Entries from a dataset:
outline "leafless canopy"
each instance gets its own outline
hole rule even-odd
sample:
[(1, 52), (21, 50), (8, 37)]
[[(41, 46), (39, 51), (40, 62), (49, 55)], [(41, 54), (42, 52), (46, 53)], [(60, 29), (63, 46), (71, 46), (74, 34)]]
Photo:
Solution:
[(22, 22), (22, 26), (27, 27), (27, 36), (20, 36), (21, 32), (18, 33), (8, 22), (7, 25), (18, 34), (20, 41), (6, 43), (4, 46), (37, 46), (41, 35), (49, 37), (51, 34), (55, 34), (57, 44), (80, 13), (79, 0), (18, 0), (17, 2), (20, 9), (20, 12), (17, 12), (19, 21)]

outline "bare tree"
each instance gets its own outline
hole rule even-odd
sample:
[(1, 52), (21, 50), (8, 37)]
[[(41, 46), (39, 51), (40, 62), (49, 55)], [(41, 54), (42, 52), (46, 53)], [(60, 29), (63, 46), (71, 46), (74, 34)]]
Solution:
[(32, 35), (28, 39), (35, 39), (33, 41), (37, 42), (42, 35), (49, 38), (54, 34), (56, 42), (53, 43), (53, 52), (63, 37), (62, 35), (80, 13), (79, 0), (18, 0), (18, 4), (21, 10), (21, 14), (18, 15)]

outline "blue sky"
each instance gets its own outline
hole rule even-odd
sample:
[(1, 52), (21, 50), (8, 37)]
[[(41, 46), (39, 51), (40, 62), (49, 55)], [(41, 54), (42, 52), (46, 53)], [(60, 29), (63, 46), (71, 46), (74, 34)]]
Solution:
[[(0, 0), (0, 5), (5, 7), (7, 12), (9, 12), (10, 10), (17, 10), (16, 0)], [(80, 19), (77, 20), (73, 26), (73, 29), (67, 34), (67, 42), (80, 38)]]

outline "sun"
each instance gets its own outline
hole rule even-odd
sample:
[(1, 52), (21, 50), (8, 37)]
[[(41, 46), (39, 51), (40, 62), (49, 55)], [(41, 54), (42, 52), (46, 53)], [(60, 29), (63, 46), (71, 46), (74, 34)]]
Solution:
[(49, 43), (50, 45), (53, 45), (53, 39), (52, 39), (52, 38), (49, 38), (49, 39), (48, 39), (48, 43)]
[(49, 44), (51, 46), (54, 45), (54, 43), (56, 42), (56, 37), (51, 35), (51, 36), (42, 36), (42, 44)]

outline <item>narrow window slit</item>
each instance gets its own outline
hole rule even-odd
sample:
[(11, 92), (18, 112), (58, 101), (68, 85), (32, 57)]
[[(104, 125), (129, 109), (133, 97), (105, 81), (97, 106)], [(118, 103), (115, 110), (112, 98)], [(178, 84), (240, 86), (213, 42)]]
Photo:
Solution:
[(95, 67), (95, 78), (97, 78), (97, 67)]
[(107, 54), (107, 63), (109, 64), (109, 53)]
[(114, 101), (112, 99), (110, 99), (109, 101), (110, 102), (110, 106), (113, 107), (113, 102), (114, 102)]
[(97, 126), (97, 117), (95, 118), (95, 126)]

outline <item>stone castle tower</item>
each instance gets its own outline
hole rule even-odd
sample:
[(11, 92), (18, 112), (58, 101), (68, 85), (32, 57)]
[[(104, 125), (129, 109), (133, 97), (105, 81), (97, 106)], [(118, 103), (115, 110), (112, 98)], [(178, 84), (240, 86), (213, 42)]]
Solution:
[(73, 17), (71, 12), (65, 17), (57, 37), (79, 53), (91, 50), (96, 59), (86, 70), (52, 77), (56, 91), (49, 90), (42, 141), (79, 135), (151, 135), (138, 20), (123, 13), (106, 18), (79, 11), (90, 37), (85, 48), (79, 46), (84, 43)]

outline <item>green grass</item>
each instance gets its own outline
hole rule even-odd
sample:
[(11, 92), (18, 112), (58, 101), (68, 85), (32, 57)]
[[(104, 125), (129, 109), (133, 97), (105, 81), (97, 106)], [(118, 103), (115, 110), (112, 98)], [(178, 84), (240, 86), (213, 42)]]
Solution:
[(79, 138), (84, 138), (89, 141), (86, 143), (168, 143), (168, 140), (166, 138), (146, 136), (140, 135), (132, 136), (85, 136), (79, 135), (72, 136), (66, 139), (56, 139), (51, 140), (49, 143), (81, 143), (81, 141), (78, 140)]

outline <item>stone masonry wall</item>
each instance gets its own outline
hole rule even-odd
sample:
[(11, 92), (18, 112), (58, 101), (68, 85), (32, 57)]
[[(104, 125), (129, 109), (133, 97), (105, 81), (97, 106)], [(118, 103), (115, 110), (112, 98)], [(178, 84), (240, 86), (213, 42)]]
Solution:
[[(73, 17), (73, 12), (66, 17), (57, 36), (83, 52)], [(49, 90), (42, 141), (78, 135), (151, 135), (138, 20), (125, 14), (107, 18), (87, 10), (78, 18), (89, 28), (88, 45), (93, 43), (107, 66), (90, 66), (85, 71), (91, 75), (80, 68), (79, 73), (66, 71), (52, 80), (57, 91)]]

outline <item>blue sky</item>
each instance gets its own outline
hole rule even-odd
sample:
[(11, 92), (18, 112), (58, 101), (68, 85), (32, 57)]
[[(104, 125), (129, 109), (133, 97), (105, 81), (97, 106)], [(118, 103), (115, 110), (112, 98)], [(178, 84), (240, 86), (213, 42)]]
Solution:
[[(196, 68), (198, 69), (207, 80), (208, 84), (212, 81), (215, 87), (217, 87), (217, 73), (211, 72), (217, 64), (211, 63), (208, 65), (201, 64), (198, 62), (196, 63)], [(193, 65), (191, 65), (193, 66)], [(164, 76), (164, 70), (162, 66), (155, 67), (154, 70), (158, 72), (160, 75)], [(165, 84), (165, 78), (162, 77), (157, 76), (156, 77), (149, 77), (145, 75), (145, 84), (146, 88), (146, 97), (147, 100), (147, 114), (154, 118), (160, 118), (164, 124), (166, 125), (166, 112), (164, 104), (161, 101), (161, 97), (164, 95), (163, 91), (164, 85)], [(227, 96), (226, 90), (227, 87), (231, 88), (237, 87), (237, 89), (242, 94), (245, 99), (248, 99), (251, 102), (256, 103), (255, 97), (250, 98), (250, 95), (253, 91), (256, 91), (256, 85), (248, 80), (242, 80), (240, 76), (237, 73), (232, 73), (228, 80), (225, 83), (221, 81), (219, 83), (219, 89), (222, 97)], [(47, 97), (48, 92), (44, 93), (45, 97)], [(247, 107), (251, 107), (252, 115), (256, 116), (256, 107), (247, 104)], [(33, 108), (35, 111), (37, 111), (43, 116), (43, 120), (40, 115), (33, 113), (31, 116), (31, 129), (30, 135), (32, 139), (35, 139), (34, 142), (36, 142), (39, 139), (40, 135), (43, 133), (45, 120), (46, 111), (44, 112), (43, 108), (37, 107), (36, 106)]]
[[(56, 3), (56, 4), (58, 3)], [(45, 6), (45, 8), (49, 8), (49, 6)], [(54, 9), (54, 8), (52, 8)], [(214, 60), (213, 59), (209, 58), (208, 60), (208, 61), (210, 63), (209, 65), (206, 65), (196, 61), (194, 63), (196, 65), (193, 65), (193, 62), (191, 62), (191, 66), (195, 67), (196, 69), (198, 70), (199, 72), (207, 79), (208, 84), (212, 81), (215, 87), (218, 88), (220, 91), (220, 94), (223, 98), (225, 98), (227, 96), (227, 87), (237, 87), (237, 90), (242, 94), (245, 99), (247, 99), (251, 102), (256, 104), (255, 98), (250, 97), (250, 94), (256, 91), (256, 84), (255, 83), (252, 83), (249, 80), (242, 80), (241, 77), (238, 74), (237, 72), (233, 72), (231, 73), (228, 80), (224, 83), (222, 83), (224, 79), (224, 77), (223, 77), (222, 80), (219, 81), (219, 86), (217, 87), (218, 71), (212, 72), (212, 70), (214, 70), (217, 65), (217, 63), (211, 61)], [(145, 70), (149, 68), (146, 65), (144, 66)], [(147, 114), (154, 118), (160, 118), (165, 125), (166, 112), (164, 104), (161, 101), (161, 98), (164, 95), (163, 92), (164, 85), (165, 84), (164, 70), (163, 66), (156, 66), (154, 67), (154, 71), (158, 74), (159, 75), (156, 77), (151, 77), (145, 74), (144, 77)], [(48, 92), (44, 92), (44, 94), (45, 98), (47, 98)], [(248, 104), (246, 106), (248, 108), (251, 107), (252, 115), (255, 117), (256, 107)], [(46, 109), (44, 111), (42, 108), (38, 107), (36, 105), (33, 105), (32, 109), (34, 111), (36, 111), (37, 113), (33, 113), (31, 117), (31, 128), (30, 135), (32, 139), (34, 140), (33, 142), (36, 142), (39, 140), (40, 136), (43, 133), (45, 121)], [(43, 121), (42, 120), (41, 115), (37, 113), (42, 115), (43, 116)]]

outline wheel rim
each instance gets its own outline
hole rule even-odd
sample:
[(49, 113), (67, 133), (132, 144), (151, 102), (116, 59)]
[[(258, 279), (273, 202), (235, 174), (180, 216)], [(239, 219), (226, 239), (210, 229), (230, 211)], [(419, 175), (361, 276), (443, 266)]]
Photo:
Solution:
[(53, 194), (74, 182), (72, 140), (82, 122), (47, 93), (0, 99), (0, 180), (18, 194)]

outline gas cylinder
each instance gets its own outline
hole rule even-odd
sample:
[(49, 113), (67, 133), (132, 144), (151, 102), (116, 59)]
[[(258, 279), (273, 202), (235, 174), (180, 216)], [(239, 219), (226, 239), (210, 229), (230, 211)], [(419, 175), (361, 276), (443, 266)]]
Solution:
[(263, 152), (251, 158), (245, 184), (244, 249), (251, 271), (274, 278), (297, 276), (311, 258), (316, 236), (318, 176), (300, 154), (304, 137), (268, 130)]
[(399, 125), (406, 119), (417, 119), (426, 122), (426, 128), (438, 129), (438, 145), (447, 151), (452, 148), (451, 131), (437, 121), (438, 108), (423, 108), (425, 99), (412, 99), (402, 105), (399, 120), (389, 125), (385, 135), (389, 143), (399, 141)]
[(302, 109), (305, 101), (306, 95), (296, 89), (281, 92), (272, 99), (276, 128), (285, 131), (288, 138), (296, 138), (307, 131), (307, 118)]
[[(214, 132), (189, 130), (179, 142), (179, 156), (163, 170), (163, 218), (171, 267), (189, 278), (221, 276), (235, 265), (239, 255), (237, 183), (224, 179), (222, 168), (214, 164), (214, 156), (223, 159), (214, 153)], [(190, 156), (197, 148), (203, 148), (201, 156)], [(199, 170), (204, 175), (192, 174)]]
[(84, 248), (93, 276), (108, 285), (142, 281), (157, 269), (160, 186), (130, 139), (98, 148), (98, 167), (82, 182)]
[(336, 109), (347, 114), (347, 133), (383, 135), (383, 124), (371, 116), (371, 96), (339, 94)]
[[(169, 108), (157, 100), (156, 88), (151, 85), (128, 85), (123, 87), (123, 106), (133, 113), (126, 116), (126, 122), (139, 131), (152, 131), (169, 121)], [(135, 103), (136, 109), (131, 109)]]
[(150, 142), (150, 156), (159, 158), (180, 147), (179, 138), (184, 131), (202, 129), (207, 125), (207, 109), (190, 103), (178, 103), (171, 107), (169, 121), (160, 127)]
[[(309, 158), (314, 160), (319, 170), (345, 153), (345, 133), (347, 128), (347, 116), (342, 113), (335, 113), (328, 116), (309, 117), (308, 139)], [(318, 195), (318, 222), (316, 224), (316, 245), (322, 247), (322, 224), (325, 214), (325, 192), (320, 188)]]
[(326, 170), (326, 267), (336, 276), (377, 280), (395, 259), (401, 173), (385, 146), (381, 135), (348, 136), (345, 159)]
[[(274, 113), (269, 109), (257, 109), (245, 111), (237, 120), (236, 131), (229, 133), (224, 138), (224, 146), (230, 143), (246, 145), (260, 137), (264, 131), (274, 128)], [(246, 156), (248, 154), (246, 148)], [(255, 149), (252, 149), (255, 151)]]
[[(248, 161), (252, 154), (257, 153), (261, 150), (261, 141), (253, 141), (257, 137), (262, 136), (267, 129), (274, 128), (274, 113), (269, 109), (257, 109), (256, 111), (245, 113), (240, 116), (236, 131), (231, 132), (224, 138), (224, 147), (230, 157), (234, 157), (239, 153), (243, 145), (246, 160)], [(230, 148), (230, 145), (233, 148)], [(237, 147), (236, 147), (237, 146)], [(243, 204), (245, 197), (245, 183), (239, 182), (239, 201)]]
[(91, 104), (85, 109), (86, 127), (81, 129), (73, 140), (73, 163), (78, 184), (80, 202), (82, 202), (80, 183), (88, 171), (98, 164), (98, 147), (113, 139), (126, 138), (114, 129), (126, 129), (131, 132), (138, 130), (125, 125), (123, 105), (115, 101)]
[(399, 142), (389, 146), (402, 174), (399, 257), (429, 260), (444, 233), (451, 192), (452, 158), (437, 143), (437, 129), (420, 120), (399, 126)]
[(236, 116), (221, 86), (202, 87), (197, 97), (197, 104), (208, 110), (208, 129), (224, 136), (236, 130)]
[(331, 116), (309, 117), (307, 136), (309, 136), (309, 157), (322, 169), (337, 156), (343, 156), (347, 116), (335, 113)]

Task goal: Rewrite the records starting at the line containing "outline <item>green grass</item>" and ending at the line containing "80), (57, 91)]]", keeping every line. Increase each coordinate in the answer outlines by 69, and leave the sample coordinates unchanged.

Exercise result:
outline <item>green grass</item>
each instance gets its own outline
hole rule even-odd
sample:
[(11, 92), (18, 112), (58, 101), (68, 85), (32, 57)]
[[(104, 125), (129, 109), (133, 97), (105, 81), (97, 106)], [(118, 103), (115, 110), (112, 98)], [(178, 84), (240, 86), (213, 42)]]
Solution:
[(148, 207), (153, 207), (158, 210), (155, 212), (237, 212), (237, 209), (235, 207), (215, 205), (209, 204), (201, 205), (154, 205), (148, 204), (141, 205), (135, 208), (125, 208), (120, 209), (118, 212), (150, 212), (150, 210), (147, 209)]

outline <item>stone masonry wall</item>
each instance gets its own outline
hole rule even-odd
sample:
[(11, 92), (18, 112), (58, 101), (68, 85), (32, 57)]
[[(104, 125), (129, 109), (133, 97), (105, 81), (97, 106)], [(118, 103), (115, 110), (112, 98)], [(178, 84), (240, 86), (213, 42)]]
Solution:
[[(142, 86), (142, 81), (135, 86), (126, 105), (152, 121)], [(118, 159), (111, 210), (147, 204), (220, 204), (207, 89), (194, 83), (176, 87), (156, 79), (147, 87), (158, 97), (157, 114), (162, 112), (176, 135), (159, 135), (154, 140), (160, 144), (149, 137), (148, 142), (135, 140), (121, 149), (126, 160)]]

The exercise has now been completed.